● **What you need to do**
1) Using the grocery shopping text, answer each question briefly:
(a) What do products such as canned goods contain?
(b) Whose list of the most pesticide-laden fruits and vegetables does the text suggest checking?
(c) Which two items were removed from the shopping list?
2) In the grocery shopping text, shorten the paragraph that begins "My husband and I also have different diets" and keep its main facts.
3) Proceed with the text on saving money while eating healthy, starting from where it stops.

● **Document section**
Can You Save on Grocery Shopping While Still Eating Healthy?
In early 2015, I found out that I have an endocrine disorder, known as Polycycstic Ovary Syndrome (PCOS). This diagnosis, along with the threats of diabetes that came along with it, sparked a very quick change in my grocery shopping and eating habits.
Before PCOS, I was used to eating badly on a budget (“$1 for pasta meal mixes, and all I have to do is add milk? SOLD!”). After all, my family was trying to save money on food. Cheap, ready-made meals seemed like the best option for us to pursue as we worked to balance our finances.
As it turns out, many of the products I was purchasing, such as canned goods, contain hormone-altering additives that could have been aggravating my PCOS and making it harder for me to process sugars. Many of our usual staples were cut out of the grocery budget in these early days, and it we went through a trial period where we had to figure out how to still eat meals we enjoyed without breaking the bank.
Health and Budget Conscious Grocery Shopping.
There are a lot of ways to save money on grocery shopping, including using coupons, shopping for generic brands, or only buying things when they come up on sale. Here are four tips I have found useful while shopping for PCOS and diabetic dietary needs, but these can be helpful for all!
1. Be choosey about organic products.
Eating all organic food can be very, very expensive. It doesn’t always have to be, but where I live in the US I find that buying organic food can more than double my total at the checkout counter. Doing your research about where your favorite foods fall on the pesticide list can be helpful (check out the Environmental Working Group’s list of the most pesticide-laden fruits and vegetables).
My husband and I also have different diets: I am a vegetarian, and he is not. Luckily, this lowers the cost of our meat purchases — I am comfortable buying him organic, free-range, happy meat because, even though it is very expensive, it is worth the extra money and we only eat half as much as a normal dual-omnivore family.
2. Ask yourself what items are necessities and which are splurges.
There were a lot of items I thought I needed even as early as the beginning of this year, before my diagnosis. We have completely eliminated soda from our shopping list — in fact, it is banned from the house. Coffee creamer is also banished, because it is much more cost efficient to use my almond milk for multiple purposes. These items only made up about $5 of our weekly shopping list, but now I have another $5 to spend on organic spinach.

● **Exercise data**
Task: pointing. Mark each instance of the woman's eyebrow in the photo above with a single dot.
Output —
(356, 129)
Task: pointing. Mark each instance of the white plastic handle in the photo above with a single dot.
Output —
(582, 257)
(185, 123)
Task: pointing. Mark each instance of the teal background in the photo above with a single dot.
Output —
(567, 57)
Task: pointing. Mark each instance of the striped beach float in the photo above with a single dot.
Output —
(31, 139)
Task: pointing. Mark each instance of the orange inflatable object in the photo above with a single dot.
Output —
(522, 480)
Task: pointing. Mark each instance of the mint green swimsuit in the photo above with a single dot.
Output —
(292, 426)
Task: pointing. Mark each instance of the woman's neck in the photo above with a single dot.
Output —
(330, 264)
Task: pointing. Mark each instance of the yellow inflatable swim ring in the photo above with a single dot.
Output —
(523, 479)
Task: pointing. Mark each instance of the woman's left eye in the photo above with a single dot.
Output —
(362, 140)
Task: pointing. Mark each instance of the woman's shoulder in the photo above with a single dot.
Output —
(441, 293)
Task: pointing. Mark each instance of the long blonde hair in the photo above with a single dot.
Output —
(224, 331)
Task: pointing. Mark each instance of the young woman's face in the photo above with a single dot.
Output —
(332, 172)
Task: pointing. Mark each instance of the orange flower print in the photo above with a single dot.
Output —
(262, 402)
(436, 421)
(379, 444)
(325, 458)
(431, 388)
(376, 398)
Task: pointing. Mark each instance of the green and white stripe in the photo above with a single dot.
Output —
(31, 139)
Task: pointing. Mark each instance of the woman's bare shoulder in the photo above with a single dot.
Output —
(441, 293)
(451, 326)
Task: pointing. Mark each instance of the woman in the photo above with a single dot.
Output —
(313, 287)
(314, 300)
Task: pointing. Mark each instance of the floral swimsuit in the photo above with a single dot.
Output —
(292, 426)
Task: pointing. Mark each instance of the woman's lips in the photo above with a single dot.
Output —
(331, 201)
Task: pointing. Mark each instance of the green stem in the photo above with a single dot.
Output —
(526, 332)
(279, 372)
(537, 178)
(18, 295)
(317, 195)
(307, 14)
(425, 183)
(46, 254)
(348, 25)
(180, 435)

● **Answer list**
1)
(a) Hormone-altering additives.
(b) The Environmental Working Group's list.
(c) Soda and coffee creamer.

2) The writer is vegetarian and the writer's husband is not, which lowers their meat costs. Organic, free-range meat for him is very expensive, but it is worth the extra money because they eat only half as much as a family of two omnivores.

3)
Splurges can also take the form of pre-made meals. We have saved a lot of money by purchasing refrigerated pizza dough for under $2 for a large ball, and assembling our own pizzas instead of buying them pre-made and frozen, or from a restaurant. While I can’t quite get that brick-oven deliciousness from my home oven, homemade pizza is so easy to make it’s silly not to replace at least one take-out night with homemade food.
Some people recommend shopping only on the perimeter of the store while grocery shopping in order to avoid spending temptations. However, by doing that you are missing out on a few key items: dried beans and legumes, whole wheat pasta, pasta sauce, and baking items. While the bargain aisle can usually be passed up, there are frugal, healthy ingredients peppered throughout the store that you won’t want to miss.
3. Use the same ingredients throughout the week for multiple dishes.
In the not-so-distant past, my husband and I were doing some pretty mismatched grocery shopping trips. Instead of planning ahead and shopping for the whole week, we would buy a few mismatched items, and then enough ingredients for a few meals. Without fail, we would have to go grocery shopping again in a few days just to complete the rest of the week.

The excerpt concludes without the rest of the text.